== Location identification entries ==
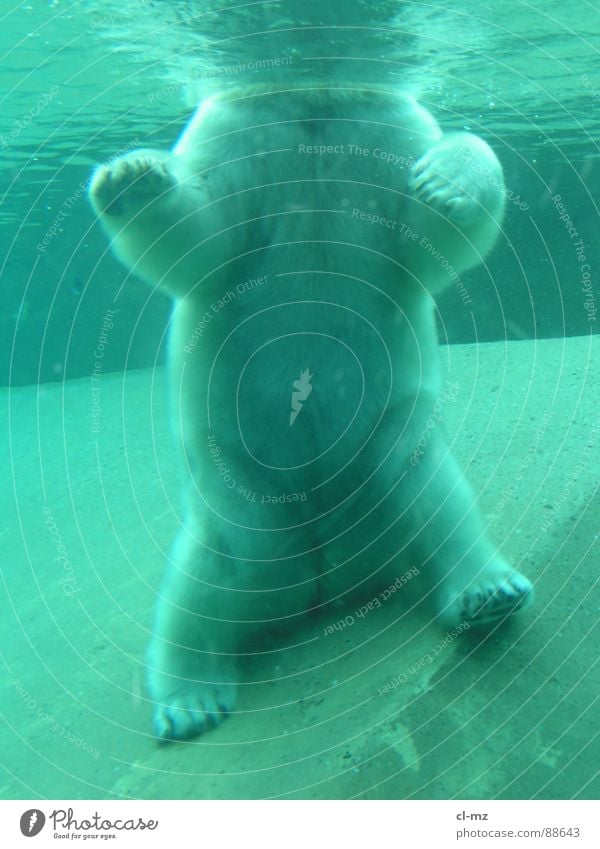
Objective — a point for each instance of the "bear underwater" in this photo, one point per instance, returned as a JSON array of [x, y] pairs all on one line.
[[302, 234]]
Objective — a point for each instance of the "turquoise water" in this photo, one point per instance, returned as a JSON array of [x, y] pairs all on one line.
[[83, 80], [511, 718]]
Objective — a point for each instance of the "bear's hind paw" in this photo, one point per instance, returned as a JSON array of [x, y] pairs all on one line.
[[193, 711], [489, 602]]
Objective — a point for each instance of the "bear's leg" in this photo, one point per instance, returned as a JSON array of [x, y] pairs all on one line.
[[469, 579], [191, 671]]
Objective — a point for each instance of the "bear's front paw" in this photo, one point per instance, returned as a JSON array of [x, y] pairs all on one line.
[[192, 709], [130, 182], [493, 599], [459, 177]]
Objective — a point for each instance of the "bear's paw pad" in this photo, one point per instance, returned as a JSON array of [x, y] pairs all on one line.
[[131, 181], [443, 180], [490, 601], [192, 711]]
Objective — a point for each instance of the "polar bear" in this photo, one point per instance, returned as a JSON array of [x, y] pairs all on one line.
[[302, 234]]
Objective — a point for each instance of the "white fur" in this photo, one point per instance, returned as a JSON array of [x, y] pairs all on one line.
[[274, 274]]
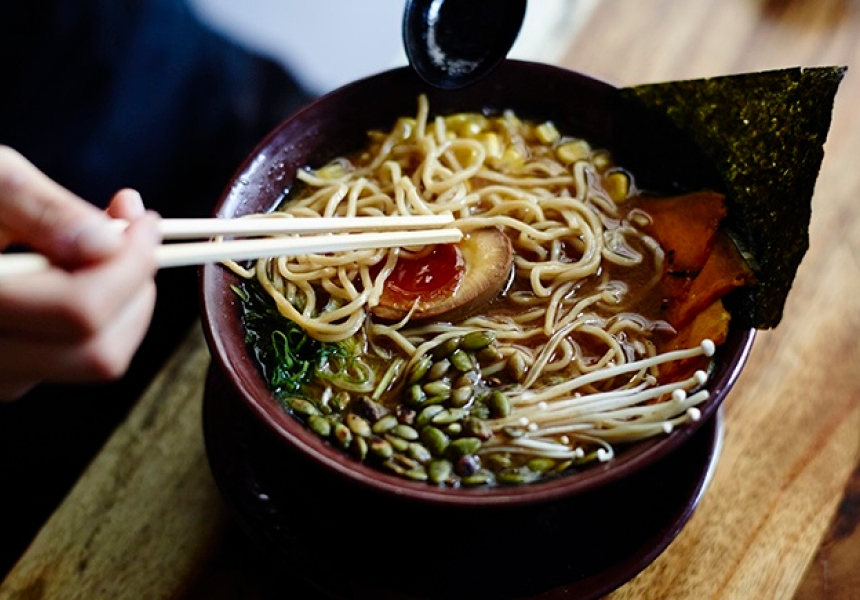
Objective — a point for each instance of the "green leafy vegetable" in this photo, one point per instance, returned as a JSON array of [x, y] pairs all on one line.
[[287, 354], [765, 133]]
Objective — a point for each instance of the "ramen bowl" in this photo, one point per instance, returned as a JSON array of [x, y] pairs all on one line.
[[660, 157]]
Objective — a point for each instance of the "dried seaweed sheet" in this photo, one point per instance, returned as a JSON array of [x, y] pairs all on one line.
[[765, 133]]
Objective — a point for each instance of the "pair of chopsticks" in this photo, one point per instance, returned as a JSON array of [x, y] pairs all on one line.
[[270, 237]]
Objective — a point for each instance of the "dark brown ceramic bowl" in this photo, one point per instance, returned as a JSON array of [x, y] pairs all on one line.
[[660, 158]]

--

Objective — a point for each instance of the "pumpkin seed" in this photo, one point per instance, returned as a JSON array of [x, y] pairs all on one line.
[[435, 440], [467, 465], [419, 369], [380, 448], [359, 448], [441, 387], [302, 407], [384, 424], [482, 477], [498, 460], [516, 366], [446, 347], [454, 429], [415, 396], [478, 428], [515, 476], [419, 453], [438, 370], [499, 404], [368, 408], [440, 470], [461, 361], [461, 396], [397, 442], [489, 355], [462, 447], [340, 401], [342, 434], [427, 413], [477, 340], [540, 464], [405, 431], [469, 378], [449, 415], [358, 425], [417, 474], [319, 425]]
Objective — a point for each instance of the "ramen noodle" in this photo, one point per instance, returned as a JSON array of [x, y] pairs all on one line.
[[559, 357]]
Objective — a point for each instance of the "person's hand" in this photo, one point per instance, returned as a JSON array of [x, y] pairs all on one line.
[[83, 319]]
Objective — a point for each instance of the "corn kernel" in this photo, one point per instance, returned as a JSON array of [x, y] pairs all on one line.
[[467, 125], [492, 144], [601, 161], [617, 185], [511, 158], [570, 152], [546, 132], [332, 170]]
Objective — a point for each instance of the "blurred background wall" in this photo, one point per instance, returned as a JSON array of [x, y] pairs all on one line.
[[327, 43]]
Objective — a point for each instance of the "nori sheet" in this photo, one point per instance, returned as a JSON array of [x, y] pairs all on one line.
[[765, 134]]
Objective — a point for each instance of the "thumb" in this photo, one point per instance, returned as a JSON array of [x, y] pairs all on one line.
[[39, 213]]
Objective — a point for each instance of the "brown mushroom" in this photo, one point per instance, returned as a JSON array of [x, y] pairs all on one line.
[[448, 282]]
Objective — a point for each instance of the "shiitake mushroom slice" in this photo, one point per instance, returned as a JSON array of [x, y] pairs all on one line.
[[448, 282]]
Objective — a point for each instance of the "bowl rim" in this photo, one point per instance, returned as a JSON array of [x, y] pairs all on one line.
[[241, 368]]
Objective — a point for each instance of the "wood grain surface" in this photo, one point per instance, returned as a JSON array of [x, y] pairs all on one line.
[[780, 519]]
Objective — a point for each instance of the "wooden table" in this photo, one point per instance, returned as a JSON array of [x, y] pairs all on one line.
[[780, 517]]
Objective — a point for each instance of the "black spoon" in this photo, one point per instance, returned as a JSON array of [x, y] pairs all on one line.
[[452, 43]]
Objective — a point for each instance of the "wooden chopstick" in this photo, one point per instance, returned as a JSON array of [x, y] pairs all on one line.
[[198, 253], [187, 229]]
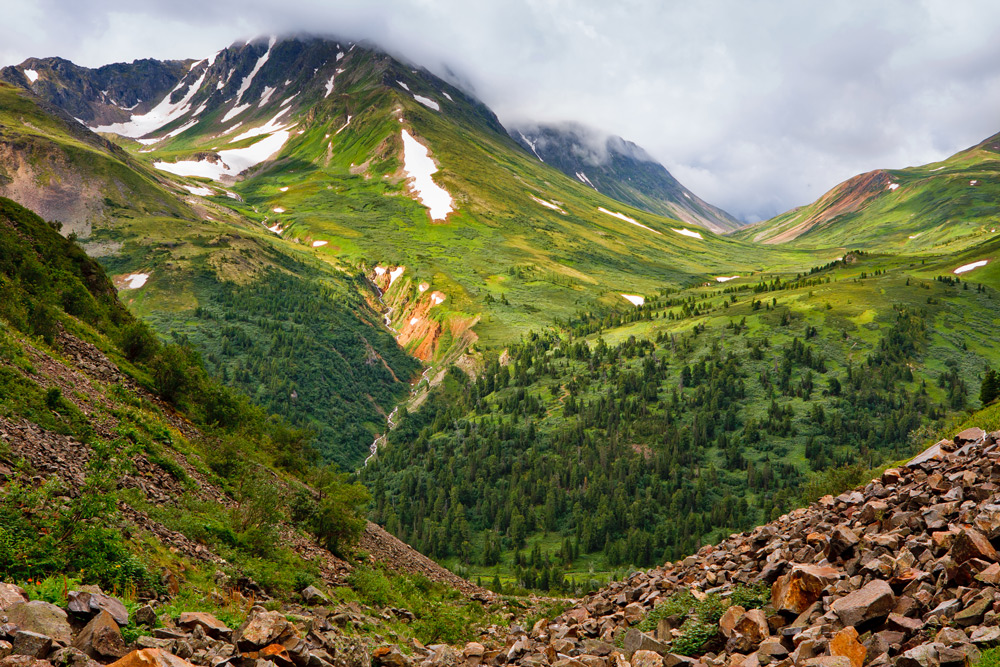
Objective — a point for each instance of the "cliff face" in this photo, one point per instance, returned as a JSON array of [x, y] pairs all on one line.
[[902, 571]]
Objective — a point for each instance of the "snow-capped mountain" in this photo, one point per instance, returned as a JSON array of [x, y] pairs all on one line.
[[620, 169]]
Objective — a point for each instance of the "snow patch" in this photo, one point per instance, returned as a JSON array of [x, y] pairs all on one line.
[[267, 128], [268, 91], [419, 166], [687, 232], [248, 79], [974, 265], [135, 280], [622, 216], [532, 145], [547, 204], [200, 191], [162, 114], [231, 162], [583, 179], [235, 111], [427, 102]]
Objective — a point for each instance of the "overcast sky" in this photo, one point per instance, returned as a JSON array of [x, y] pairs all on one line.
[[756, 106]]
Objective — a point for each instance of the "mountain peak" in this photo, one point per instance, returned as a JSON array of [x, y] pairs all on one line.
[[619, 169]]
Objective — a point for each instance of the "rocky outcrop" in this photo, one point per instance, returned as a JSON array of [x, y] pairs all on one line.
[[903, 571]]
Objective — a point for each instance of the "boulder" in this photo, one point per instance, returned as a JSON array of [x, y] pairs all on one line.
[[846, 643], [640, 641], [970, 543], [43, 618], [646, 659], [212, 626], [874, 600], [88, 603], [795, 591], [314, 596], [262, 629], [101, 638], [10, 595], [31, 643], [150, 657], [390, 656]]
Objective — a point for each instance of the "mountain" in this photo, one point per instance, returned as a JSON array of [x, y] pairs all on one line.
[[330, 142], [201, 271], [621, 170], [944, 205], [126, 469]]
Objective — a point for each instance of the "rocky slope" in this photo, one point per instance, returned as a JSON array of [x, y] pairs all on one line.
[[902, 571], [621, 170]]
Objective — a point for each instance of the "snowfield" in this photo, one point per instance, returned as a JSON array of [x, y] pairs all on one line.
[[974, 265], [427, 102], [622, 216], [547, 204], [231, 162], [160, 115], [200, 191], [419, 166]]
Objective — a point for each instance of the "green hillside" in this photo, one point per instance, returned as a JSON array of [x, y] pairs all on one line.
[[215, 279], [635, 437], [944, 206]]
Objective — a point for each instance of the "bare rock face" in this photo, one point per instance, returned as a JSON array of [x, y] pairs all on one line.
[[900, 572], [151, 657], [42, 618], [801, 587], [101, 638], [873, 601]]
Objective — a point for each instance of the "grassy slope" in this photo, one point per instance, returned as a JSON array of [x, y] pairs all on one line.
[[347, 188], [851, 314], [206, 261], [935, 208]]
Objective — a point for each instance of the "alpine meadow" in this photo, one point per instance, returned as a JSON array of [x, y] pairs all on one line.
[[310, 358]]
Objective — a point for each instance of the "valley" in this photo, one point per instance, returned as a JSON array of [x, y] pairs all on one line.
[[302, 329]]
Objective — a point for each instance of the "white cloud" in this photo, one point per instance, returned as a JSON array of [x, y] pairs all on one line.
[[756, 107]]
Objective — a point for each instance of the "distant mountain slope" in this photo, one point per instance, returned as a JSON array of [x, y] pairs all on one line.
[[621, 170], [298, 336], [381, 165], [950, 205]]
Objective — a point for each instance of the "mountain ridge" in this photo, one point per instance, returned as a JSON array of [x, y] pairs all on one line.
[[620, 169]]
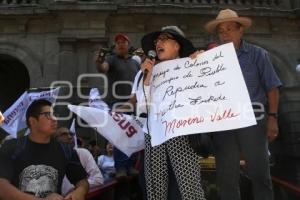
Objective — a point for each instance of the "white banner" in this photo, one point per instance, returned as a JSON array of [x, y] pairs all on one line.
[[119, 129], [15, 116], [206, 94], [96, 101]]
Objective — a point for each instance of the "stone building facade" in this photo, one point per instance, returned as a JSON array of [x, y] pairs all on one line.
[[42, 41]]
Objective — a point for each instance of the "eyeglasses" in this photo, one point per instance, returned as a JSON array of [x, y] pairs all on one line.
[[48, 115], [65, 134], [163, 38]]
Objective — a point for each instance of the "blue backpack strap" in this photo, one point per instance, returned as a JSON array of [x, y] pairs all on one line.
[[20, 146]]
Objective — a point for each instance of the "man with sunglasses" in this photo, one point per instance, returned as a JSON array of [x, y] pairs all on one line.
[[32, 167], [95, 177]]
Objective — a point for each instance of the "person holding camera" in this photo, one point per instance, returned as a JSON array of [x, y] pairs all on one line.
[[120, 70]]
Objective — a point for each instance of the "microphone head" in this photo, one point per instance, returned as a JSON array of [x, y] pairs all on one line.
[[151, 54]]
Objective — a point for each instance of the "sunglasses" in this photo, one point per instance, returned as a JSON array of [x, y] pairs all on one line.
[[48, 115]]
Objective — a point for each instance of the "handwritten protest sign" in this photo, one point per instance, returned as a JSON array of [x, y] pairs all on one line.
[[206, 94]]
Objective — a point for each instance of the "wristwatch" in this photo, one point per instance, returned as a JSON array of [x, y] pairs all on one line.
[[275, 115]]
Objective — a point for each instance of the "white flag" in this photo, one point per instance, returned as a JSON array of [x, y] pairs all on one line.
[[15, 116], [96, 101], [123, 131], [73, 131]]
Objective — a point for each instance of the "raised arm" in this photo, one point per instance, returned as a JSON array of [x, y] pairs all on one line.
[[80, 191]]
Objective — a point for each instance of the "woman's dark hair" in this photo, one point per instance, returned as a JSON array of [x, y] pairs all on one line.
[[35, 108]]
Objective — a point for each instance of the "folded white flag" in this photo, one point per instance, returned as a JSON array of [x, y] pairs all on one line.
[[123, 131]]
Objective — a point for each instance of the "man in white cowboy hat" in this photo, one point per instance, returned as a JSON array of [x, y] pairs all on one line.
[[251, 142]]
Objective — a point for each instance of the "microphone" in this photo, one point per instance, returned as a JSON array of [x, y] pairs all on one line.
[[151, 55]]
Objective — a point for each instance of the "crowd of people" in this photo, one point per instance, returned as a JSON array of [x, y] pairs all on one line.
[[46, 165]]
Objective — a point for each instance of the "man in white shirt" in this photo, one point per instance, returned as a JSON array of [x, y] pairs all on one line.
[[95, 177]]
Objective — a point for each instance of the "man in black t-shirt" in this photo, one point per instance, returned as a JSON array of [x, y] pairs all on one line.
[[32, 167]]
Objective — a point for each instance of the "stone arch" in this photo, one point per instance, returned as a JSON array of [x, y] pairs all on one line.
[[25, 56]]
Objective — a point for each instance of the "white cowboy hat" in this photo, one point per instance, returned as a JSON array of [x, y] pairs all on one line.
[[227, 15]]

== What is needed ==
Pick out each line above that contains the string "stone" and copy it in full. Uppercase and lowercase letters must match.

== Answer to the problem ==
Objective — a point for each instance of the "stone building facade" in this photo, one point per instance, returned as a JSON array of [x, y] pairs all on one line.
Objective — a point for each instance of the "stone arch" in this photo, one point per instance, returned as a JSON array of [x, y] pairs all on one line.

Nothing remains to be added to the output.